-- Begin Data --

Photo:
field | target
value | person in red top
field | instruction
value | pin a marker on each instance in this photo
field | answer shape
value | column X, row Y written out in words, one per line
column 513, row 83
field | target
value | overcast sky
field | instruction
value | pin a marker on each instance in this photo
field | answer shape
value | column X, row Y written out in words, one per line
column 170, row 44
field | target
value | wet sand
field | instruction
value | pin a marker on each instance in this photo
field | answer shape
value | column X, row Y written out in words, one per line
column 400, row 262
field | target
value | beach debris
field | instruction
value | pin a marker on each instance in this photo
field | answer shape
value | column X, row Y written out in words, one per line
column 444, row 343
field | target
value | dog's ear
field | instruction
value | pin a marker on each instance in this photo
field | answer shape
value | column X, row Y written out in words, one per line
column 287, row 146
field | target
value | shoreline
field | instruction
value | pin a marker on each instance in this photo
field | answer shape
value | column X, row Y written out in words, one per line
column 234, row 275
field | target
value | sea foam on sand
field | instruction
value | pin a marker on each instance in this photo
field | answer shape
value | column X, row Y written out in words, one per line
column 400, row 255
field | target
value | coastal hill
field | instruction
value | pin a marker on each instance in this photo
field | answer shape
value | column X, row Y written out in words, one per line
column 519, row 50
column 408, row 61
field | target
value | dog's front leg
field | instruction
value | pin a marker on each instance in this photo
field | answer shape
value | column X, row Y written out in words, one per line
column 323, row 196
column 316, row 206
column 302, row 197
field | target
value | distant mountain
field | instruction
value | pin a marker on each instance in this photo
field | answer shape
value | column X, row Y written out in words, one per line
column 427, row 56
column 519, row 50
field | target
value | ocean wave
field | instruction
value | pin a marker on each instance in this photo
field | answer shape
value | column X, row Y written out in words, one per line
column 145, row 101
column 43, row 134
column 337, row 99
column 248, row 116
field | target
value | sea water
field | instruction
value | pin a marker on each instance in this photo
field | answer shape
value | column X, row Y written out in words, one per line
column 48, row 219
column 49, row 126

-- End Data --

> **What needs to be done**
Retype all of the entries above word for word, keeping every line and its order unchanged.

> **Solution to the problem**
Photo:
field | target
value | person in red top
field | instruction
value | pin a marker on each instance in this photo
field | answer shape
value | column X, row Y written out in words, one per line
column 513, row 83
field | target
value | overcast sky
field | instruction
value | pin a marker on each instance in this photo
field | answer shape
value | column X, row Y written out in words, one per line
column 170, row 44
field | target
value | wet sand
field | instruction
value | pin a marker on each instance in this photo
field | answer shape
value | column X, row Y written out in words, one per line
column 400, row 262
field | target
value | beach debris
field | instruction
value | pin a marker on each instance in this photo
field | answer shape
value | column X, row Y written out in words, one per line
column 444, row 343
field | target
value | dog's ear
field | instruction
value | pin a marker on each instance in this photo
field | answer shape
value | column X, row Y written out in words, one per line
column 287, row 146
field | target
value | shoreline
field | instruction
value | pin a marker on each instance in this photo
field | answer shape
value | column X, row Y written out in words, one per line
column 234, row 275
field | target
value | sea foam on sand
field | instruction
value | pin a marker on each instance in this photo
field | answer shape
value | column X, row Y written out in words, one per line
column 400, row 255
field | target
value | coastal hill
field | instruction
value | pin a marker on each instance in this photo
field | answer shape
value | column X, row Y written out in words, one per line
column 519, row 50
column 408, row 61
field | target
value | dog's front leg
field | instruction
value | pin a marker on each instance in this photo
field | answer shape
value | column X, row Y written out in words, one per line
column 323, row 196
column 316, row 206
column 302, row 197
field | target
value | distant mountain
field | instruction
value | pin a marker on each instance in this photo
field | answer shape
value | column X, row Y written out in words, one per line
column 427, row 56
column 519, row 50
field | target
value | ocean wave
field | instruction
value | pin a marker on each instance in this photo
field | answer shape
value | column X, row Y written out in words, one per line
column 145, row 101
column 43, row 134
column 337, row 99
column 248, row 116
field | target
value | sea water
field | instruction
value | pin a marker on each instance in this photo
field | answer shape
value | column X, row Y written out in words, one per line
column 48, row 219
column 49, row 126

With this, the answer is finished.